[Records from a dataset]
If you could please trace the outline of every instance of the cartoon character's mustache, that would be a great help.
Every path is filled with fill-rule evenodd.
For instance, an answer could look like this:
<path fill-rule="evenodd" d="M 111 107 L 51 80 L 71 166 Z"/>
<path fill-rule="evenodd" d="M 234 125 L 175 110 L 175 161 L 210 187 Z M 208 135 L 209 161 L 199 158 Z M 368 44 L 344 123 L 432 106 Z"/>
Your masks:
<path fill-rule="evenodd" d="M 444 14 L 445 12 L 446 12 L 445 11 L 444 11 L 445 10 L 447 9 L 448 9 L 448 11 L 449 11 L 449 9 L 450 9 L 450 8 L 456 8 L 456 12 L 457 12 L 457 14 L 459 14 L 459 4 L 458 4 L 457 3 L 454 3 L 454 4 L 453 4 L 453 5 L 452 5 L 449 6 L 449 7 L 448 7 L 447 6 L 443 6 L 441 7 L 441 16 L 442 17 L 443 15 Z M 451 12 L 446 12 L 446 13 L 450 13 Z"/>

### [THE TASK]
Could you put each line of the listing above into a Markdown table with the columns Row and Line, leaving out any blank lines?

### [TASK SOLUTION]
| Row | Line |
|---|---|
| 1 | If you could please trace the outline of every instance of the cartoon character's mustache, that would be a great help. |
| 2 | Every path is filled with fill-rule evenodd. |
| 3 | For instance, an answer could look like this: |
| 4 | <path fill-rule="evenodd" d="M 111 107 L 51 80 L 71 166 Z"/> |
| 5 | <path fill-rule="evenodd" d="M 234 125 L 175 110 L 175 161 L 210 187 Z M 208 135 L 209 161 L 199 158 Z M 368 44 L 344 123 L 432 106 Z"/> |
| 6 | Your masks: |
| 7 | <path fill-rule="evenodd" d="M 444 14 L 445 12 L 446 12 L 445 11 L 444 11 L 445 10 L 447 9 L 448 9 L 448 11 L 449 11 L 449 9 L 450 9 L 450 8 L 456 8 L 456 12 L 457 12 L 457 14 L 459 14 L 459 4 L 458 4 L 457 3 L 454 3 L 454 4 L 453 4 L 453 5 L 452 5 L 449 6 L 449 7 L 448 7 L 447 6 L 443 6 L 441 7 L 441 16 L 442 17 L 443 15 Z M 451 12 L 446 12 L 446 13 L 450 13 Z"/> |